=== Extract provided ===
Therefore I want to demonstrate here with very simple Python script how to set up connection and start utilizing this feature.

The Python 3 script leverages the Pyvcloud module (22.0 or newer is required) and Paho MQTT Python Client. Both can be installed simply with pip.

pip install pyvcloud paho-mqtt

In the example org admin credentials are used, which allows to subscription to all organization messages via publish/<org UUID>/* subscription string. It can also be used by system administrator while changing the subscription string to publish/*/*.

#!/usr/bin/python3

import paho.mqtt.client as mqtt
import json
import datetime
import pyvcloud.vcd.client
import pyvcloud.vcd.vdc

vcdHost = 'vcloud.fojta.com'
vcdPort = 443
path = "/messaging/mqtt"
logFile = 'vcd_log.log'

#org admin credentials
user = 'acmeadmin'
password = 'VMware1!'
org = 'acme'

credentials = pyvcloud.vcd.client.BasicLoginCredentials(user, org, password)
vcdClient = pyvcloud.vcd.client.Client(vcdHost+":"+str(vcdPort),None,True,logFile)
vcdClient.set_credentials(credentials)
accessToken = vcdClient.get_access_token()
headers = {"Authorization": "Bearer "+ accessToken}

if max(vcdClient.get_supported_versions_list()) < "34.0":
    exit('VMware Cloud Director 10.1 or newer is required')

org = vcdClient.get_org_list()
orgId = (org[0].attrib).get('id').split('org:',1)[1]

def on_message(client, userdata, message):
    event = message.payload.decode('utf-8')
    event = event.replace('\\','')
    eventPayload = event.split('payload":"',1)[1]
    eventPayload = eventPayload[:-2]
    event_json = json.loads(eventPayload)
    print(datetime.datetime.now())
    print (event_json)

# Enable for logging
# def on_log(client, userdata, level, buf):
#     print("log: ",buf)

client = mqtt.Client(client_id = "PythonMQTT",transport = "websockets")
client.ws_set_options(path = path, headers = headers)

=== Extracted information ===
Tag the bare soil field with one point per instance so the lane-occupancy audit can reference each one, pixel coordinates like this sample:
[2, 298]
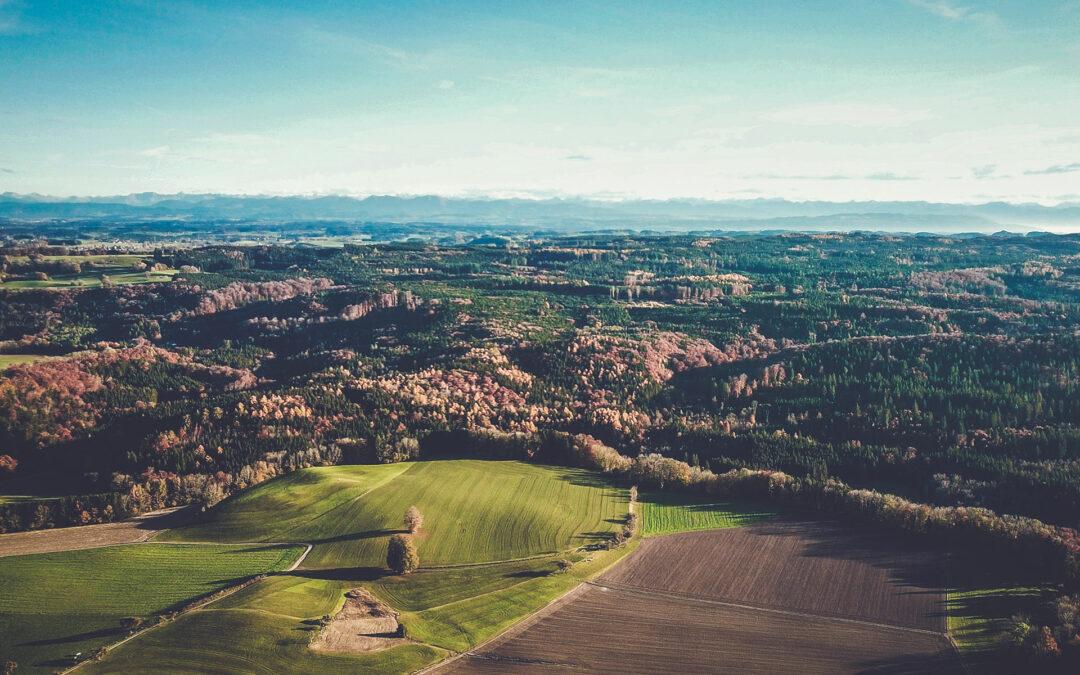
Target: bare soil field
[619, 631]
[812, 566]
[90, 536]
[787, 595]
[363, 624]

=== Written problem A ===
Rewrite the Cloud Director MQTT text from "pip install pyvcloud" up to and including "string to publish/*/*.", putting "topic filter" wherever "subscription string" appears.
=== Written problem B ===
Answer these questions about the Cloud Director MQTT text:
(i) What version of the Pyvcloud module does the script require?
(ii) What port number is assigned to vcdPort?
(iii) Which subscription string should a system administrator use?
=== Written problem C ===
Write what follows the Cloud Director MQTT text, picking up after its last line.

=== Right answer A ===
pip install pyvcloud paho-mqtt

In the example org admin credentials are used, which allows to subscription to all organization messages via publish/<org UUID>/* topic filter. It can also be used by system administrator while changing the topic filter to publish/*/*.

=== Right answer B ===
(i) 22.0 or newer
(ii) 443
(iii) publish/*/*

=== Right answer C ===
client.tls_set_context(context=None)
# client.tls_insecure_set(True)
client.on_message=on_message
# client.on_log=on_log  #enable for logging
client.connect(host = vcdHost, port = vcdPort , keepalive = 60)
print('Connected')
client.subscribe("publish/"+orgId+"/*")
client.loop_forever()

Notice that the client needs to connect to the /messaging/mqtt path on the VCD endpoint and must provide valid JWT authentication token in the header. That rules some MQTT WebSocket clients that do not support custom headers (JavaScript).

The actual event is in JSON format with nested payload JSON providing the details. The code example prints the time when the event was received and just the nested payload JSON. The script runs forever until interrupted with Ctrl+C.

Note: The actual RabbitMQ extensibility configuration in VCD and the Non-blocking AMQP Notifications setting in the UI have no impact on this functionality and can be disabled if not used by the service provider.

How to Migrate VMware Cloud Director from NSX-V to NSX-T

VMware Cloud Director as a cloud management solution is built on top of the underlying compute and networking platforms that virtualize the physical infrastructure. For the compute and storage part VMware vSphere was always used. However, the networking platform is more interesting. It all started with vShield Edge which was later rebranded to vCloud Networking and Security, Cisco Nexus 1000V was briefly an option, but currently NSX for vSphere (NSX-V) and NSX-T Data Center are supported.

VMware has announced the sunsetting of NSX-V (current end of general support is planned for (January 2022) and is fully committed going forward to the NSX-T Data Center flavor. The two NSX releases while similar are completely different products and there is no direct upgrade path from one to the other. So it is natural that all existing NSX-V users are asking how to migrate their environments to the NSX-T?

NSX-T Data Center Migration Coordinator has been available for some time but the way it works is quite destructive for Cloud Director and cannot be used in such environments.

Therefore with VMware Cloud Director 10.1 VMware is releasing compatible migration tool called VMware NSX Migration for VMware Cloud Director.

The philosophy of the tool is following:

  • Enable granular migration of tenant workloads and networking at Org VDC granularity with minimum downtime from NSX-V backed Provider VDC (PVDC) to NSX-T backed PVDC.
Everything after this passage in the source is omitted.